- ENTRIES -
────────────────────

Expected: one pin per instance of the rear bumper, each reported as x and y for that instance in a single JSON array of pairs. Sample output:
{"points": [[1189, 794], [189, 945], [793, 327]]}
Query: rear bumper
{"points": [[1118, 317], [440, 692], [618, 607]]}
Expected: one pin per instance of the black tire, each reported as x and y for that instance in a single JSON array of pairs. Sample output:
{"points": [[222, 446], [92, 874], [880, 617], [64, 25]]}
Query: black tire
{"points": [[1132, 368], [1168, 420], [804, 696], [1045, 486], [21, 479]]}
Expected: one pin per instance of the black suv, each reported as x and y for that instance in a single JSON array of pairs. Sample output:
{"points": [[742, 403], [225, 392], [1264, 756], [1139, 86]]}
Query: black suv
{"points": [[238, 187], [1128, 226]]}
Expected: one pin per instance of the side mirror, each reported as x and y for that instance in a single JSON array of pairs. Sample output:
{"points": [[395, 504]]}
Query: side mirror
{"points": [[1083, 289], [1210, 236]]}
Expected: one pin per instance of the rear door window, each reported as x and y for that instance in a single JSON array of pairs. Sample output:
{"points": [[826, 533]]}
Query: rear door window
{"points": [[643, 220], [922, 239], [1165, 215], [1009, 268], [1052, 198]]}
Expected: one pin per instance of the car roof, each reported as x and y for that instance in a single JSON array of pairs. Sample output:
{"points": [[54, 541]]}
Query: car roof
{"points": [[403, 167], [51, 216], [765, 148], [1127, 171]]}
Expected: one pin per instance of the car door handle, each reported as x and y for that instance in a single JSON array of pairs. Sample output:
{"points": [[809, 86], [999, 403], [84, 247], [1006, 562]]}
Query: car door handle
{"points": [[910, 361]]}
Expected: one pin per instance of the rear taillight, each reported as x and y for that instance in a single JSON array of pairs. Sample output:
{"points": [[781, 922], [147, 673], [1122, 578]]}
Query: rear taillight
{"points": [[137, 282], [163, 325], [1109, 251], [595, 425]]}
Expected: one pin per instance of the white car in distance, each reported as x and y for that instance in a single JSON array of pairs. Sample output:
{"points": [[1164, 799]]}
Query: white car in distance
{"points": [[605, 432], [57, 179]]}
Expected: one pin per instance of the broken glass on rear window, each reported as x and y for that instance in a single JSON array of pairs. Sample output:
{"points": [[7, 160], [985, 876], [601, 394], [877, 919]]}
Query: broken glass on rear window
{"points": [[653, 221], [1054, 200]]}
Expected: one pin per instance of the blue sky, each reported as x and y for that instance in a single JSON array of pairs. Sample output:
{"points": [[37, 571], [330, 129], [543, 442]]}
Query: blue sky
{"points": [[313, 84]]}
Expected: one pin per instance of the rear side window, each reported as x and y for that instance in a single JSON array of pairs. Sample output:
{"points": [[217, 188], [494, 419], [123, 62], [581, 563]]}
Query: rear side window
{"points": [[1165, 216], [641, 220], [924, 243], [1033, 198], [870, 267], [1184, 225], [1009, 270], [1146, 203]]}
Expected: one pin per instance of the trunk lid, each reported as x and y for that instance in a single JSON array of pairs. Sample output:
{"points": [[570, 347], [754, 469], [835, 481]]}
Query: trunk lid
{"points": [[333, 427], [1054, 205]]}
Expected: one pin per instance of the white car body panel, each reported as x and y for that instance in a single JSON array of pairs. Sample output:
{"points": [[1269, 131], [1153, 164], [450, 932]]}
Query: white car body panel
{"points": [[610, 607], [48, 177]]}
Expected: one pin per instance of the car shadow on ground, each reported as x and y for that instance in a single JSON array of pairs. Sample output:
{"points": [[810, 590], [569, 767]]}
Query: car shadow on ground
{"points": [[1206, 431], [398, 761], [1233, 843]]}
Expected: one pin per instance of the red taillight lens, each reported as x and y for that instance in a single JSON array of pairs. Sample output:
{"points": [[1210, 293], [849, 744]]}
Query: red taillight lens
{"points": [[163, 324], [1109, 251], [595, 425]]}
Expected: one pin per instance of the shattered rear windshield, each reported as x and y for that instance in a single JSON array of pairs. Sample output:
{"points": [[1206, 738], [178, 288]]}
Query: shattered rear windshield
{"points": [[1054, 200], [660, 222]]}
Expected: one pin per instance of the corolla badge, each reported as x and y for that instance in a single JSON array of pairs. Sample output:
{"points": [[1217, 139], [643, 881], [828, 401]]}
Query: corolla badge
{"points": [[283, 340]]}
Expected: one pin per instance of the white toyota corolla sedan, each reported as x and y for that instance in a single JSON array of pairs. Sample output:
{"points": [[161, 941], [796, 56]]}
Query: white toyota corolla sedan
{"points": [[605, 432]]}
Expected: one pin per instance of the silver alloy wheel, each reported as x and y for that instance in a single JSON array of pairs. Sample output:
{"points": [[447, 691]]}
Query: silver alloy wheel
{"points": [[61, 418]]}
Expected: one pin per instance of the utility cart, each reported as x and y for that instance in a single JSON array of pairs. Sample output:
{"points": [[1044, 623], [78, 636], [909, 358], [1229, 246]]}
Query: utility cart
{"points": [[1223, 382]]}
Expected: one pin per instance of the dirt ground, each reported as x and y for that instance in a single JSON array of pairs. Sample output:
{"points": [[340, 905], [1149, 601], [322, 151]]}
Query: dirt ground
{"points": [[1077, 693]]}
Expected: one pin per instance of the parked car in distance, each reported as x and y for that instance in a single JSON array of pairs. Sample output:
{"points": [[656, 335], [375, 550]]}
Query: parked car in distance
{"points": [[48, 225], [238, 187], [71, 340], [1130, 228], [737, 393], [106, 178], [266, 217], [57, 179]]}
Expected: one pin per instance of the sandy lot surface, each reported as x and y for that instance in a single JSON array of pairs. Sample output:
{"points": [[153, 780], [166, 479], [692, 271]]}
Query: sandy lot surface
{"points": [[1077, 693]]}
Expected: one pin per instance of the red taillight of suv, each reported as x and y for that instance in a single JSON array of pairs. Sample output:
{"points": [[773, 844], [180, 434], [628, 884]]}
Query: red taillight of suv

────────────────────

- WHAT TO DO -
Above are the records; retype them all without a single difference.

- SOLUTION -
Expected: one pin per instance of the rear bumper, each reported as x and y for that instance in a single JSON array of pairs. Sample output:
{"points": [[1189, 794], [189, 945], [793, 327]]}
Query: rear bumper
{"points": [[1118, 317], [440, 692], [618, 607]]}
Expected: one pin per instance of the black tire, each reported as x and y for that instance in a single JSON array of pairs. Sample output:
{"points": [[222, 446], [92, 874], [880, 617], [64, 25]]}
Query: black tire
{"points": [[1132, 368], [1168, 420], [804, 696], [1045, 486], [21, 479]]}
Expected: one pin per instance of the black suv, each reported as x and y for that instance in a single JSON array of pairs. Sample output:
{"points": [[742, 403], [225, 392], [1264, 756], [1139, 86]]}
Query: black suv
{"points": [[238, 187], [1128, 226]]}
Expected: one pin per instance of the side mirror, each reported as x and y for that instance in a single JSON array of pairs. Sample output:
{"points": [[395, 504]]}
Query: side mirror
{"points": [[1083, 289], [1210, 236]]}
Expected: one pin per instance of the rear door window, each reported as x and y for that instance in a single JSON array of pairs. Sample output:
{"points": [[826, 533]]}
Query: rear door window
{"points": [[643, 220], [922, 239], [1165, 215], [1009, 268], [1052, 198]]}
Expected: one pin per instance of the car roof, each reported as x and y for that instance in a single JSON array of pairs. Sample output:
{"points": [[54, 541]]}
Query: car roof
{"points": [[403, 167], [51, 216], [765, 148], [1127, 171]]}
Expected: one pin per instance of the car door handle, each reported as x and y for that instance in a single JSON array of pairs. Sample output:
{"points": [[809, 86], [999, 403], [84, 247], [1006, 562]]}
Query: car door handle
{"points": [[910, 361]]}
Expected: one pin per instance of the rear taillight, each reported as x and y for that instance in a single JSON array of pairs. Sample output:
{"points": [[781, 922], [147, 673], [1122, 578]]}
Query: rear taillight
{"points": [[137, 282], [163, 325], [1109, 251], [595, 425]]}
Expected: one pin per instance of the white car in distance, each reported as x and y for that instance in a single JSON array of pairs. Sample output:
{"points": [[1164, 799]]}
Query: white car in distance
{"points": [[605, 432], [57, 179]]}
Expected: one pin per instance of the broken glass on rear window, each reported as x and y for that instance in a single JSON array of pairs. Sample output:
{"points": [[7, 160], [985, 876], [601, 394], [877, 919]]}
Query: broken glass on rear window
{"points": [[653, 221], [1054, 200]]}
Expected: one pin per instance of the blue sky, each reported as x and y for that instance in a single JSON array of pairs. Sample output:
{"points": [[37, 571], [330, 129], [543, 442]]}
Query: blue sky
{"points": [[313, 84]]}
Expected: one pin per instance of the rear side window, each reported as x and y for that instance in a single JSON array of pairs. Sample output:
{"points": [[217, 188], [494, 419], [123, 62], [581, 563]]}
Query: rear side window
{"points": [[1165, 216], [641, 220], [924, 243], [1033, 198], [870, 267], [1184, 225], [1009, 270], [1146, 203]]}
Expected: one pin per instance of the trunk lid, each reported as x and y for that instance in a single JSON array of pairs. Sample output:
{"points": [[570, 347], [754, 469], [835, 481]]}
Query: trunk lid
{"points": [[333, 427], [1054, 205]]}
Expected: one pin per instance of the white car body panel, each reported as x and y for that instance in a single JSON array of pairs. Sample output:
{"points": [[1269, 131], [1153, 164], [450, 932]]}
Query: white car body panel
{"points": [[610, 607], [48, 177]]}
Expected: one pin per instance of the car shadow on ground, each reported as x and y for that instance in a single JSON array of pairs. Sample output:
{"points": [[810, 590], [569, 767]]}
Query: car shadow on ground
{"points": [[1206, 431], [398, 761], [1233, 843]]}
Expected: one pin per instance of the red taillight lens, each reported as x and y for that instance in a single JSON array of pairs. Sample output:
{"points": [[1210, 293], [849, 744]]}
Query: red taillight lens
{"points": [[163, 324], [1109, 251], [595, 425]]}
Expected: one pin per instance of the shattered rear windshield, each reported as x and y for that instance in a single JSON array of pairs. Sample output:
{"points": [[1206, 738], [178, 288]]}
Query: shattered rear windshield
{"points": [[1054, 200], [660, 222]]}
Expected: one pin per instance of the corolla badge, each reported as x and y for that instance in a single JSON array of pairs. Sample output:
{"points": [[1217, 139], [643, 881], [828, 401]]}
Query: corolla badge
{"points": [[283, 340]]}
Expected: one pin per instance of the white toyota corolla sedan, each reported as x and y for that instance in a single JSON array of pairs. Sample output:
{"points": [[161, 941], [796, 56]]}
Query: white toyota corolla sedan
{"points": [[605, 432]]}
Expected: one pin per instance of the silver alloy wheel, each reported as x and y for that instance in a single JSON array of pairs. Sample output:
{"points": [[447, 691]]}
Query: silver alloy wheel
{"points": [[61, 418]]}
Expected: one pin per instance of the utility cart, each reported as x and y for that instance in a single JSON array of pairs. Sample output:
{"points": [[1044, 623], [78, 636], [909, 358], [1229, 246]]}
Query: utility cart
{"points": [[1223, 382]]}
Expected: one pin per instance of the dirt ground, each reported as x and y for that instance in a single JSON array of pairs. Sample output:
{"points": [[340, 905], [1149, 601], [322, 151]]}
Query: dirt ground
{"points": [[1077, 693]]}
Expected: one pin per instance of the parked car in distance, each reported as x and y for that instance in a single JSON array of pairs. Sample output:
{"points": [[656, 335], [375, 550]]}
Query: parked car in distance
{"points": [[48, 225], [238, 187], [71, 340], [1130, 228], [737, 393], [106, 178], [266, 217], [57, 179]]}
Expected: one pin per instance of the sandy lot surface, each reported as x and y for that instance in a single JSON array of pairs. Sample output:
{"points": [[153, 780], [166, 479], [692, 271]]}
Query: sandy lot surface
{"points": [[1077, 693]]}
Expected: one pin per instance of the red taillight of suv, each reported as x and y for that instance in a single JSON array of pairs. Sample output:
{"points": [[773, 844], [180, 434], [628, 884]]}
Query: red taillight of suv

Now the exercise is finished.